§ **Text section**:
Yes, the blog lives. Technically, at least. Life gets busy and complicated, but when it eases up a bit or a topic strikes my fancy… well here you are.

On the heels of the announcement of WoW’s Wrath of the Lich King Classic, a number of recent posts have taken up the topic of WoW’s dungeon finder due to be added to the Classic version of the game. Wilhelm has some thoughts here, Rohan has a good post here, and a series of interesting somewhat related posts from Bhagpuss and Shintar, got me thinking.

We’re not playing WoW at the moment, but readers of TAGN will know that our little group of ageing adventurers have returned to Valheim after setting WoW Classic aside and exploring a few other games– New World and Lost Ark specifically. Part of what propelled us back to Valheim, for me at least, was the loss of a sense of place, of “worldliness”. I’ve been down this road before.

One day all this will be yours? No, not the curtains.

I play these games to be removed from this crazy world to spend some time immersed in that crazy world. Experiences are what I take away from these games and exploring and adventuring in a virtual world to me should be a unique experience– even if that experience is potentially very similar to that of another player’s– the pathway, choices and timeline are my own.

The recents posts weighing in on the WoW Classic Dungeon Finder debate, damage meters and dps rotations (and or the demise of “support class” play) struck a chord. These games have evolved from being a world to explore to largely being a single “story” line to experience, largely at the exclusion of all other kinds of gameplay.

I’d add a big third item to Rohan’s two ideas about Dungeon Finder– Dungeon Finder destroyed the “world” of WoW. In the guise of solving the group formation problem, a whole host of changes ensued which led to many of the issues Shintar and Bhagpuss discuss. The advent of the DF feels like it was perhaps the first big obvious manifestation of a new and shifting philosophy of game design.

As Wilhelm discussed, DF required that instance related quests were now placed within the instance itself rather than the instance run being the culmination of a world-based narrative quest line. I always trot out the Van Cleef/Deadmines story line from WoW Classic being the epitome of the before times.

A trot across the Northern Bree Fields

The “world” became irrelevant and needlessly time consuming. As the bar for accessing and experiencing content was reduced to logging in and clicking the LFD button, world questing and travel went out the window. With instanced content being simultaneously the easiest content to access and the repository for the best gear needed to progress to the, er, next best gear, an endless cycle of class and dungeon content revision and optimization ensued. The DF made adventures like this unnecessary.

The success of the new bite sized instance based experience depended on channeling players into set roles to feed into the DF to provide a predictable, homogeneous and optimized experience. Rotations, damage meters, gear score, “cleave” runs, etc. all grew out of this fundamental shift.

Likewise, the primacy of effectively lobby based instanced content in these and only these roles effectively killed off any other modes of game play. Crowd control? No longer needed. Stealth? Hardly. Unique “builds”? Need not apply. Specialized group buffs or other “support” activities? That went out with high buttoned greaves. Gear score too low? Pass. DPS checks? Yup. Fast travel to any and all points? Check. Don’t even get me started on “phasing”…

Kamagua Sunset

And all of these changes, some incremental, some more earth shaking, took us from somewhere close to the 1999 Everquest virtual world experience to something much more like Lost Ark’s fixed character archetypes, linear maps and story lines.

§ **Problem**: Transcribe the blog post from "One day all" to "are my own.". The lines that follow have no connection to the blog post above.

§ **Supplied records**:
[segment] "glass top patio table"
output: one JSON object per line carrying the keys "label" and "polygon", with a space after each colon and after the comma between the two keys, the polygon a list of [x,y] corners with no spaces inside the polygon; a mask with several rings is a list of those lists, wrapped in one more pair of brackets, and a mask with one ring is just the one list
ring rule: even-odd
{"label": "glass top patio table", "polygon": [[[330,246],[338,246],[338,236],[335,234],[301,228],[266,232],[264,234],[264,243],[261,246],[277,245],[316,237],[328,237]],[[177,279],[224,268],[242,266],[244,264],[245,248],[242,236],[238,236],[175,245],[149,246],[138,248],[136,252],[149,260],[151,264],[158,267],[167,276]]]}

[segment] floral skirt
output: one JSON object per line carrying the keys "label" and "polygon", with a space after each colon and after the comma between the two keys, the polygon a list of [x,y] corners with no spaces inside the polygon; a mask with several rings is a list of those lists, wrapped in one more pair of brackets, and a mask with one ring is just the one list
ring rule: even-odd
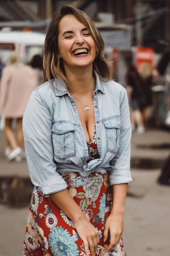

§ **Written response**:
One day all this will be yours? No, not the curtains.

I play these games to be removed from this crazy world to spend some time immersed in that crazy world. Experiences are what I take away from these games and exploring and adventuring in a virtual world to me should be a unique experience– even if that experience is potentially very similar to that of another player’s– the pathway, choices and timeline are my own.